Like I told fagdiz when he first showed up all papally and shit: if you want to be taken seriously when defending religion limit yourself to possible positive health/psychological/societal effects of engaging in it. If you actually try to make a case for adults believing in the sky fairy beyond this you are difficult to take seriously.

And that's not disrespect. That's respect. Smiling and nodding and accepting your ridiculous fantasies as being worthy of any consideration would be treating you like a retarded kid, not an adult.
Women want me. Men want to be with me.

Barrister

Quote from: Berkut on October 26, 2009, 02:47:52 PM
Scientists cannot prove their claims. They can only disprove them.

That's not quite true.

Some hypothesis are not unable to be proven, such as evolution.  Other claims however can be positively proven.  We have proof that certain drugs cause certain effects.  We have proof that atomic weapons work.
Posts here are my own private opinions.  I do not speak for my employer.

[ROWS]
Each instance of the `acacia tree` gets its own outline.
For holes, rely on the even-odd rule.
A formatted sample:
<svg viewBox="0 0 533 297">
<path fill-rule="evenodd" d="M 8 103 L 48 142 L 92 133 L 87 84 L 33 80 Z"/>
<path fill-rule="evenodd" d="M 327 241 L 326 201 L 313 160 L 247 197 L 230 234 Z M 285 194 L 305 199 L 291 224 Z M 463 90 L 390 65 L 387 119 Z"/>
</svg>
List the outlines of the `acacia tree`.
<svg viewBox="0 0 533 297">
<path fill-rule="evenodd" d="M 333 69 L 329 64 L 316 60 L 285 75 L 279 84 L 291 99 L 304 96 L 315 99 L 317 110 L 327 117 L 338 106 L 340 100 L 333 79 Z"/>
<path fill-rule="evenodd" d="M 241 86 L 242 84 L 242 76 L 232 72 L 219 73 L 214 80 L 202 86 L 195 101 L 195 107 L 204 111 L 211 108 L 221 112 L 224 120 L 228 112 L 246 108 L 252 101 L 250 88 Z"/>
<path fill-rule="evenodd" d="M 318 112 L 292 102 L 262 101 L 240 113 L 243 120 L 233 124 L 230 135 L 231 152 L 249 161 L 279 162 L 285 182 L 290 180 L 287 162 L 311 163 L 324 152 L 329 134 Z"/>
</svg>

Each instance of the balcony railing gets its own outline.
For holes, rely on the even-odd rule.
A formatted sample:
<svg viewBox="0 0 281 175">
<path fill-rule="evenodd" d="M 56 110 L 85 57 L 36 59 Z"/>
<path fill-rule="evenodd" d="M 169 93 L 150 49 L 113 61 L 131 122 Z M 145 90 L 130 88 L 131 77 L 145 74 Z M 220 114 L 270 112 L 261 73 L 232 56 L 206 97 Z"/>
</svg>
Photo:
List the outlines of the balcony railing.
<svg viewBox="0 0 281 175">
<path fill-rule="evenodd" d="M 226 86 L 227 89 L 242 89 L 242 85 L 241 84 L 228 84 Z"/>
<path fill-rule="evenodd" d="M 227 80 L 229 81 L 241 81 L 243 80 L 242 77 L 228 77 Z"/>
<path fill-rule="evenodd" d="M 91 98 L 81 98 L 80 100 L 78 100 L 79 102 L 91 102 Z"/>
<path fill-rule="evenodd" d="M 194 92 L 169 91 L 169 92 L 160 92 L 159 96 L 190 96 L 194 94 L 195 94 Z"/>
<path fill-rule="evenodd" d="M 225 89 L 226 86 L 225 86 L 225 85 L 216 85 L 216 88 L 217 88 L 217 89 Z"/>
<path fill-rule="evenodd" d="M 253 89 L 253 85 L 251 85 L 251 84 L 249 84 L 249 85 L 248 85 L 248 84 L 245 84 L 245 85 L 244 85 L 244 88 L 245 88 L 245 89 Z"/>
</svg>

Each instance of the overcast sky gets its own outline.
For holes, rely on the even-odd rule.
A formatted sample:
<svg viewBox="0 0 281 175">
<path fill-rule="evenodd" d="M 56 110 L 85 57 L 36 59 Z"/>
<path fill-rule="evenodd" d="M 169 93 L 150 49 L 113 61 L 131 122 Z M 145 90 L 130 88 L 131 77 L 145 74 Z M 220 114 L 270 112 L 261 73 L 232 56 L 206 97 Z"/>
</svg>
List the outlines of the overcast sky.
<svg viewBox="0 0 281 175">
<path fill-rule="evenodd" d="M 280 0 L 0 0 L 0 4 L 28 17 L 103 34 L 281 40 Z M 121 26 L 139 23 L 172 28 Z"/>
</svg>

[YOUR TASKS]
a - In the forum excerpt, what does the post quoted from Berkut say scientists can only do with their claims?
b - Duplicate the part of the forum excerpt from "Like I told" up to and including "only disprove them.".

[ANSWERS BELOW]
a - Disprove them.

b -
Like I told fagdiz when he first showed up all papally and shit: if you want to be taken seriously when defending religion limit yourself to possible positive health/psychological/societal effects of engaging in it. If you actually try to make a case for adults believing in the sky fairy beyond this you are difficult to take seriously.

And that's not disrespect. That's respect. Smiling and nodding and accepting your ridiculous fantasies as being worthy of any consideration would be treating you like a retarded kid, not an adult.
Women want me. Men want to be with me.

Barrister

Quote from: Berkut on October 26, 2009, 02:47:52 PM
Scientists cannot prove their claims. They can only disprove them.